*Exercise*. In the forum post on necklace counting below, translate this sentence into Spanish: "The book filled me in on aspects of Polya's theory that I was missing."

Top of Source text

1/23/2006 10:13:44 AM

Almost done reading Michael Keith's "From Polychords to Polya". It's
a really neat book. I sent him an email and he sent a reply. The book
filled me in on aspects of Polya's theory that I was missing. My goal
is to combine what I learned from this book, and the
complementability problem (when you can swap colors in a necklace)
and some of my own ideas.

Although I may be mixing apples and oranges, I would like to develop
cycle indexes (and then, a Polya Polynomial) that could mix the Sn
groups for complementability with other things, like D4 X S3 symmetry.
For example, in 12-tET for hexachords this would be 26, which are the
26 letters of my hexachord system. It gets trickier with 3 colors,
(S3 complementability) because you are dealing with sets besides just
N/2 that you collapse for (that is, for example, hexachords in 12-et).

Why deal with 3 colors or more? Well, Michael Keith uses these
necklaces formulas to create "meta-beads" and "meta-necklaces" that
can be used to calculate maximum intervals, adjacencies, span, and
different sets in an interval class (for example, the diatonic
interval class of 1122222). Reducing for complementability could help
create other meta-necklaces, but I don't have an application for that
yet. (Okay, I am working backwards).

In the works is developing a good technique to pinpoint, for example
6-bead necklaces, with 2 beads of each of three different colors.
With Polya's technique you obtain 16 necklaces. Reducing for
complementability you obtain 5 possible necklaces. Right now
I am finding the pattern for which kinds of color-swaps are used
by different parts of the formula (that I learned in the Gilbert
and Riordan paper of 1961). For example, for 3 color necklaces
you have the S3 symmetry group. This is 6 possible swaps (1)(2)(3),
(1)(23), (3)(12), (123), (132). Figuring out which ones are used
for particular identity mappings under complementability will
lead me to a technique to pinpoint specific necklaces.

The technique for complementability took me a while to learn,
so that is why I would like to find some good applications. It's
a neat technique, and I mean that literally. For example, take
a neckace with 5 beads and three colors. You can divide each row
by 5 (transpositions) and each column by 6 (S3 complementability) and
the whole thing by 30. Here's the table below:

3^1 3^1 3^1 3^1 3^5
1^1 1^1 1^1 1^1 1^1 (x3)
___________________
6 6 6 6 246

Divide each column by 6:

1 1 1 1 41

Add this up, you get 45, divide by 5 (tranpositions) and Voila! You
get 9 necklaces reducing for transposition and complementability.
Of course it is worse for, say 12 beads. You can also throw in
mirror-inversion, and it gets more difficult. Expanding 2^n into
binomials of 3^n into multinomials give counts for specific subsets
of necklaces (Like 4 white and 8 black beads, or 4 white, 4 red and 4
blue beads) which is the method I learned on this newsgroup.

Why all this work on necklaces? And what does that have to do with Z-
Z-relations, Steiner Systems etc. (That's a work in progress).
I see that Z-relation is defined in Wikipedia now. And it's not the
Z-relation itself that is important. It is that fact that reducing
for Z-relations gives sets that are based on interval-vectors, which
I believe act like a kind of "harmonic-spectra" of a set. I have
found a certain clustering pattern of Z-relations, which holds up
completely for 22-tET, and almost for 31-tET. I am working on
analyzing 31-tET, and see if the clustering pattern holds up better
if you do NOT reduce for mirror-inversion. (One obtains Z-relations
in all subsets and classes (pairs, triplets, etc) which are multiples
of 5, for practically all Z-relations.)

Okay, Steiner Systems. Of note are S(5,6,12) and S(3,6,22). In S
(5,6,12) It's kind of interesting. 64 of 80 hexachord types are used.
also 28/35 of sets (reduced for Z-relation, based on interval
vectors) are used. I think 35/44 partitions are used, but I don't
have my notes with me. So I've talked for enough now. Thoughts anyone?

Thanks

Paul Hj

Bottom of Source text
Top of Material shown

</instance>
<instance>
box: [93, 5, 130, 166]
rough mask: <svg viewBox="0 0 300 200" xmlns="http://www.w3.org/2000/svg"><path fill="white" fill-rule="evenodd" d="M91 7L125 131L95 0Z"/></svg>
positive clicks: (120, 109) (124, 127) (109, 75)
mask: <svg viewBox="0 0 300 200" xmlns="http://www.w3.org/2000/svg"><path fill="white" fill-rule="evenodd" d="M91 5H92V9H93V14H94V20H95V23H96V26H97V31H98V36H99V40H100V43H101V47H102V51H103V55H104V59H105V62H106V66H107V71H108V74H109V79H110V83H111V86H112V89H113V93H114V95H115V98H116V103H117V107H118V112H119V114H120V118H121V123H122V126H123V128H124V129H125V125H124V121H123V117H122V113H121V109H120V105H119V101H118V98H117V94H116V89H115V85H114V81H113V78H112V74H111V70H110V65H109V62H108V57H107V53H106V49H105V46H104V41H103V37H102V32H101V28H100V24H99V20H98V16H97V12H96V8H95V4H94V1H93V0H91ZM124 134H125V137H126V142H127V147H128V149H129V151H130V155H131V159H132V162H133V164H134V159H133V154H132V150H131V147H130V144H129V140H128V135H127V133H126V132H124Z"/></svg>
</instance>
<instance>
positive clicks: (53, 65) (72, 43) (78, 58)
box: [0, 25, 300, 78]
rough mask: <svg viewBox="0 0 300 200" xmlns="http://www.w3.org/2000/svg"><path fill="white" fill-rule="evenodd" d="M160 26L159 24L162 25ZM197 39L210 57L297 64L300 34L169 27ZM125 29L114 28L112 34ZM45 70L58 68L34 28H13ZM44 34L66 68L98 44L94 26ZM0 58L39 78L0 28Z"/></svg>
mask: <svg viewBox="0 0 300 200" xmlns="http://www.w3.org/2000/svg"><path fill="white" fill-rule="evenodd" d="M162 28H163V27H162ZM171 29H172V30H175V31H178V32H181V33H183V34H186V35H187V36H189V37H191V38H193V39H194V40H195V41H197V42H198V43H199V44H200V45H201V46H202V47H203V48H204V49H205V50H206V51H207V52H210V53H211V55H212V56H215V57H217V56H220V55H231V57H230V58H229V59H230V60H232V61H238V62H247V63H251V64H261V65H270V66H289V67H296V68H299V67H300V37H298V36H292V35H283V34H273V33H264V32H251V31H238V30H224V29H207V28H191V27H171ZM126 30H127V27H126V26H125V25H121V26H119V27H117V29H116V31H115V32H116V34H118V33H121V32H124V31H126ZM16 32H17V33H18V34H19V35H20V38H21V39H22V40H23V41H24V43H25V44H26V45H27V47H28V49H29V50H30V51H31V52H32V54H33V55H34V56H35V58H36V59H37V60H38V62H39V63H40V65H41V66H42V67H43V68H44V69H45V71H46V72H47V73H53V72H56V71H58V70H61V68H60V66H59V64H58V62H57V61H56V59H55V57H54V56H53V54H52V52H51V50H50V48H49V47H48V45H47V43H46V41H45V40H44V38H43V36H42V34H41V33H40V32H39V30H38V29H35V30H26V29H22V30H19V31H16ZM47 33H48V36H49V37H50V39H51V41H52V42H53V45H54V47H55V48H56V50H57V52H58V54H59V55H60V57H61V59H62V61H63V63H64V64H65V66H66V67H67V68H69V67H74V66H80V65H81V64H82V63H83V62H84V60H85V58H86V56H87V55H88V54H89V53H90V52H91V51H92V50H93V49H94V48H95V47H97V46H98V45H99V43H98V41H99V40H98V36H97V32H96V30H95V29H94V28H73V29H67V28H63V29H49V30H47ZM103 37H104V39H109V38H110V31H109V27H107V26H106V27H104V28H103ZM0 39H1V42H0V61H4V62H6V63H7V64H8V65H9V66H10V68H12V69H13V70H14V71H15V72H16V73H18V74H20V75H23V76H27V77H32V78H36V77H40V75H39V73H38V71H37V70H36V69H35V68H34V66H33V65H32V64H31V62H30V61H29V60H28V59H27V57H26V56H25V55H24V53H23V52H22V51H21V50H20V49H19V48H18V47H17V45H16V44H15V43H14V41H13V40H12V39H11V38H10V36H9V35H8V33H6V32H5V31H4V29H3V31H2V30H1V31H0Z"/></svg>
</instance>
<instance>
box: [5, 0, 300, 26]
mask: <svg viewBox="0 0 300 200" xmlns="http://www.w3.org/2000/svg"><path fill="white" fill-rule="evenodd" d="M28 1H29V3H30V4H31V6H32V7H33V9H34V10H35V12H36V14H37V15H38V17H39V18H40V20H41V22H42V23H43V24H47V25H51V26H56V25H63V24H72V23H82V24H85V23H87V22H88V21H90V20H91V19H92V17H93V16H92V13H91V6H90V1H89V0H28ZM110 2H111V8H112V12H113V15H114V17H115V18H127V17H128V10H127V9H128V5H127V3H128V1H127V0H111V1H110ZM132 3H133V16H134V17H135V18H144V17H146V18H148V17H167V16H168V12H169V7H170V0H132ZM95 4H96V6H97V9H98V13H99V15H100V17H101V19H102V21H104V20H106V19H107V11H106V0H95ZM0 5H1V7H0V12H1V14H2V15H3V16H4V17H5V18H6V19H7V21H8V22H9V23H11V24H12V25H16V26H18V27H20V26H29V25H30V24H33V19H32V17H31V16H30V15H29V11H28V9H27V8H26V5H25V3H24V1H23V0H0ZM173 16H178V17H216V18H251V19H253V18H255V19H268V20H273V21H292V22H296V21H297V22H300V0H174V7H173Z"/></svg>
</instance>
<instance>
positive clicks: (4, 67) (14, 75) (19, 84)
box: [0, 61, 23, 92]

Bottom of Material shown

*Exercise output*. El libro me puso al tanto de aspectos de la teoría de Polya que me faltaban.